* **Exercise**:
Could you copy the entries from the line containing "point: window with" through the end of the entries, swapping "chalkboard" for "blackboard" and leaving everything else as it is?

* **Record excerpts**:
________________________________________
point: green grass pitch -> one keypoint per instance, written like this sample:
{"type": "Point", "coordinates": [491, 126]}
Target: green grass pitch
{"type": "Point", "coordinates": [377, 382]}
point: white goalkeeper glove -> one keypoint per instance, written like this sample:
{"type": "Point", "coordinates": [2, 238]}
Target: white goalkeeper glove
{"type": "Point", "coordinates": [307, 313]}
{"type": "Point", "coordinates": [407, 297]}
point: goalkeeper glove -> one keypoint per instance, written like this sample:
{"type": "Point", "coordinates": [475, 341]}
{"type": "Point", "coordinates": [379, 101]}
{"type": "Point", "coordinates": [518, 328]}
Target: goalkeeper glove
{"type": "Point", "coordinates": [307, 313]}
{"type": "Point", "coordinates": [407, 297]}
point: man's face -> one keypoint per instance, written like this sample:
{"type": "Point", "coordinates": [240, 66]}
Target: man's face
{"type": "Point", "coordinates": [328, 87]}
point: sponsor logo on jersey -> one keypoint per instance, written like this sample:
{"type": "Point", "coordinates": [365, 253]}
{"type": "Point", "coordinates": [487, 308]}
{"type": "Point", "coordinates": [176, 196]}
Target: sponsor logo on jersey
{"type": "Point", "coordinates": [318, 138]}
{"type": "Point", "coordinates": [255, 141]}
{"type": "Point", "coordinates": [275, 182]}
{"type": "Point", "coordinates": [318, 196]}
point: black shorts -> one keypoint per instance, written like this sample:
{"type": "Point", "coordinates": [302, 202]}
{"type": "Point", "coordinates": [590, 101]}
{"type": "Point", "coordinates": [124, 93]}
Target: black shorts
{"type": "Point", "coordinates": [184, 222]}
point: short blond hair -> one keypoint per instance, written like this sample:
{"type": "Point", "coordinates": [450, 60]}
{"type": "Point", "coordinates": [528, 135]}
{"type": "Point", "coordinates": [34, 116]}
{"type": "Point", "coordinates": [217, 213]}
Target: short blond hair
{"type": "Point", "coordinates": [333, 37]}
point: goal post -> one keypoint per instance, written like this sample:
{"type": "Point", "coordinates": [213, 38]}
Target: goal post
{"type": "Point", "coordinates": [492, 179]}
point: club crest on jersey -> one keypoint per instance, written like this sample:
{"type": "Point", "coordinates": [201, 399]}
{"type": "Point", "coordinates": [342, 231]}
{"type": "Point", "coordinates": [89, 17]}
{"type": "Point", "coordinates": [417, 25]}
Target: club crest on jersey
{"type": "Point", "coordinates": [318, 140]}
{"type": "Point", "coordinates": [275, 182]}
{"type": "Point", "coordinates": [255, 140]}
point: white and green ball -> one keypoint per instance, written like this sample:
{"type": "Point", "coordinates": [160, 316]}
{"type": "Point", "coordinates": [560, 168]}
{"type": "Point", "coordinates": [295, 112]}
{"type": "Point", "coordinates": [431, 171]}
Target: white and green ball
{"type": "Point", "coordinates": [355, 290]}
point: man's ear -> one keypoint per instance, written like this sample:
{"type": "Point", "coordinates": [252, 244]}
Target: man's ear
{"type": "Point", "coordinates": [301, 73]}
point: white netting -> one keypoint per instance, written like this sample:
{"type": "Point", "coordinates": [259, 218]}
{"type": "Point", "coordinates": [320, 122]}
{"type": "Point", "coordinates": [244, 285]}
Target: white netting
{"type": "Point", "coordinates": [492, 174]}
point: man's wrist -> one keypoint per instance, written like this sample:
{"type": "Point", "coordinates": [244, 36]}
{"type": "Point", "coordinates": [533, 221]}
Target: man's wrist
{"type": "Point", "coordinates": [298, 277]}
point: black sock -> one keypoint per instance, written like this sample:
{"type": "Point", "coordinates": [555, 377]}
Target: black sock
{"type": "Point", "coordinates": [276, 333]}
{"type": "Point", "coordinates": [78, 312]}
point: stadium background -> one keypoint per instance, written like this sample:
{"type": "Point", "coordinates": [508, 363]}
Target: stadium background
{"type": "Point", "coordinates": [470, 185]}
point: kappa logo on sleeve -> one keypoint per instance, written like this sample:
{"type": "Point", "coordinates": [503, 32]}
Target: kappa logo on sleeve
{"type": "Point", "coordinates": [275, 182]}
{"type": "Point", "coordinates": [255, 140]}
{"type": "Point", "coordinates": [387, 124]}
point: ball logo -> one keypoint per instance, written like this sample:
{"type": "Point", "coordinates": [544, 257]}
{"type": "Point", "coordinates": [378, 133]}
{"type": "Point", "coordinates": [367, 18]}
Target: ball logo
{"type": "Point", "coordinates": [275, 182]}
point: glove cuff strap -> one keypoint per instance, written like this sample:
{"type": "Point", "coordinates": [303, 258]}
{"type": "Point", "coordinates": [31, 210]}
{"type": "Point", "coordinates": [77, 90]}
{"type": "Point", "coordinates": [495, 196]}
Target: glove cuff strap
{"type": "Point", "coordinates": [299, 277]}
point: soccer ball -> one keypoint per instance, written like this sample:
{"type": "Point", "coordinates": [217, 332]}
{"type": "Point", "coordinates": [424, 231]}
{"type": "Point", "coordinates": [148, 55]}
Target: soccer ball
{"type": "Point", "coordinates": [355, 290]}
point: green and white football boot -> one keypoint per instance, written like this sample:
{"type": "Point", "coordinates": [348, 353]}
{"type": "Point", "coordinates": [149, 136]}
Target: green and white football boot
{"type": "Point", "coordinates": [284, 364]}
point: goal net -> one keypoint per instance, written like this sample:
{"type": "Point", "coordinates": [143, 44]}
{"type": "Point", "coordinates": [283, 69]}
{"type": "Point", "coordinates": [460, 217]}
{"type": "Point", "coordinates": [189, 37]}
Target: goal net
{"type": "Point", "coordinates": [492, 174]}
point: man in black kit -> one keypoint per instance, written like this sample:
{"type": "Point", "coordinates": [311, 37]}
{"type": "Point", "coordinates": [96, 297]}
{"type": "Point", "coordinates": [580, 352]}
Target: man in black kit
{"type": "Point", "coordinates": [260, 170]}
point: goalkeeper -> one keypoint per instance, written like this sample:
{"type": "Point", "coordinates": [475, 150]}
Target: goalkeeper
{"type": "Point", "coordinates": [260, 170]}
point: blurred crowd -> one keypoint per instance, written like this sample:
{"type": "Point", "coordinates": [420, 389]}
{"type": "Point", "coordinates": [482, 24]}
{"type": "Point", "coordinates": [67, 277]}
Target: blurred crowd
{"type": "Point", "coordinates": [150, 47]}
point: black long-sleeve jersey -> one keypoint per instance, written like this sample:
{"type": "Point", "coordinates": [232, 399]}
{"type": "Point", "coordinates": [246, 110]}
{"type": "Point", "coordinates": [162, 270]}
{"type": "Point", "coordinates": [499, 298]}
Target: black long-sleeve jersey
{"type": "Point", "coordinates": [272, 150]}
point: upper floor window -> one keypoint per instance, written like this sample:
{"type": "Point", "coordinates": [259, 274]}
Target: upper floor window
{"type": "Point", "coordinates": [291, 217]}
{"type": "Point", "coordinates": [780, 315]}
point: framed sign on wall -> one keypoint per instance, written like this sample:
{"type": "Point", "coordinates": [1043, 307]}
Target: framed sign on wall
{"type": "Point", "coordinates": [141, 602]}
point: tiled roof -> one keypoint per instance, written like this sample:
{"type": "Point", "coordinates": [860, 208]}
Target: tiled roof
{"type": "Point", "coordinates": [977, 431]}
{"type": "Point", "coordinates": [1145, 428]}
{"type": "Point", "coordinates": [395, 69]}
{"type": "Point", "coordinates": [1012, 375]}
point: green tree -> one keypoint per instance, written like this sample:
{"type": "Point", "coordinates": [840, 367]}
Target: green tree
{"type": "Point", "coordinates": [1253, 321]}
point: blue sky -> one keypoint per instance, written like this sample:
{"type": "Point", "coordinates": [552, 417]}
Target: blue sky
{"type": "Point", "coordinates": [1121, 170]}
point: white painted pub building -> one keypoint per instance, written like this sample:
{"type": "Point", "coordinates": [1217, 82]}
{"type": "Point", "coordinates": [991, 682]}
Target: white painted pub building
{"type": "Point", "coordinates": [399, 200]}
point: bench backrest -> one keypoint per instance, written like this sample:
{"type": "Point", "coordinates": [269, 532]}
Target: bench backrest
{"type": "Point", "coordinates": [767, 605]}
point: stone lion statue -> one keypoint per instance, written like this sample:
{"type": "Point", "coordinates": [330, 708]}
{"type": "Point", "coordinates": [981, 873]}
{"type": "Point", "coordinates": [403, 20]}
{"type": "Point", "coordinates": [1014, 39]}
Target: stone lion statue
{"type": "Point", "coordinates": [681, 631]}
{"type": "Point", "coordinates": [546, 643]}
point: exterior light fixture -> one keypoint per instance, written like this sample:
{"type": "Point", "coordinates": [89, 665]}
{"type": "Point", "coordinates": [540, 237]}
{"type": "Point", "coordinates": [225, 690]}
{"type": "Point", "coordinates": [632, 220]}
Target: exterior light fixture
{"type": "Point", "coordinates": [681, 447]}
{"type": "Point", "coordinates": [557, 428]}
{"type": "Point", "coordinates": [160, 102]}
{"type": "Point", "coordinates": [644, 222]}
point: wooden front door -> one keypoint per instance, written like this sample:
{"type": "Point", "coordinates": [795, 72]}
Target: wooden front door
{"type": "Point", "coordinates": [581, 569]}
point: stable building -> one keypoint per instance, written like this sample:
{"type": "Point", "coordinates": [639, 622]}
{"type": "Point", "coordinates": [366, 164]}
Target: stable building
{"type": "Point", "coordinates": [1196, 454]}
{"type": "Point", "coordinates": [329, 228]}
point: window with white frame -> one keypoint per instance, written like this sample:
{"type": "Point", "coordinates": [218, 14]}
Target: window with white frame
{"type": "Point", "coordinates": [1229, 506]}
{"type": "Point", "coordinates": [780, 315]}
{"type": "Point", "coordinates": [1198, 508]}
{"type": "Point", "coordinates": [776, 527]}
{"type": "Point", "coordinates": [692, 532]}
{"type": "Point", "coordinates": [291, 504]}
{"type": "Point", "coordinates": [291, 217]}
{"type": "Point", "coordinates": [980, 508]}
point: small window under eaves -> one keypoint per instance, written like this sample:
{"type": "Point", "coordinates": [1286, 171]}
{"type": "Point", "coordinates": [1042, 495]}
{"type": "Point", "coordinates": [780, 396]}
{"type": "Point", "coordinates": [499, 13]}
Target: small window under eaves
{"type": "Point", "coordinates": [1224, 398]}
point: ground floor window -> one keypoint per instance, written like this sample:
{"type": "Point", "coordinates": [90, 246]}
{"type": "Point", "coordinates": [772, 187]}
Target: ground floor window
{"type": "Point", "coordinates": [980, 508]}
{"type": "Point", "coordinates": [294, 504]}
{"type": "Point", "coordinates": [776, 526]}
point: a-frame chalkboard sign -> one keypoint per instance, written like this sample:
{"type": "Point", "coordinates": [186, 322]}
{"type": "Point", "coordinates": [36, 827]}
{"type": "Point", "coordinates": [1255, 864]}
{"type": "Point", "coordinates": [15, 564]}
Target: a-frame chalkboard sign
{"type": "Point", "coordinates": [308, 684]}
________________________________________
* **Task response**:
point: window with white frame -> one keypoint per instance, written like this sample:
{"type": "Point", "coordinates": [218, 14]}
Target: window with white frame
{"type": "Point", "coordinates": [1229, 506]}
{"type": "Point", "coordinates": [780, 315]}
{"type": "Point", "coordinates": [1198, 508]}
{"type": "Point", "coordinates": [776, 527]}
{"type": "Point", "coordinates": [692, 532]}
{"type": "Point", "coordinates": [291, 504]}
{"type": "Point", "coordinates": [291, 217]}
{"type": "Point", "coordinates": [980, 508]}
point: small window under eaves -> one keypoint per instance, written like this sample:
{"type": "Point", "coordinates": [1286, 171]}
{"type": "Point", "coordinates": [1042, 495]}
{"type": "Point", "coordinates": [780, 396]}
{"type": "Point", "coordinates": [499, 13]}
Target: small window under eaves
{"type": "Point", "coordinates": [1224, 398]}
point: ground floor window -> one keypoint per instance, written like this sample:
{"type": "Point", "coordinates": [90, 246]}
{"type": "Point", "coordinates": [772, 187]}
Target: ground floor window
{"type": "Point", "coordinates": [980, 508]}
{"type": "Point", "coordinates": [294, 504]}
{"type": "Point", "coordinates": [776, 526]}
point: a-frame blackboard sign -> one keypoint per instance, written like this sample:
{"type": "Point", "coordinates": [186, 322]}
{"type": "Point", "coordinates": [36, 827]}
{"type": "Point", "coordinates": [1255, 864]}
{"type": "Point", "coordinates": [15, 564]}
Target: a-frame blackboard sign
{"type": "Point", "coordinates": [308, 684]}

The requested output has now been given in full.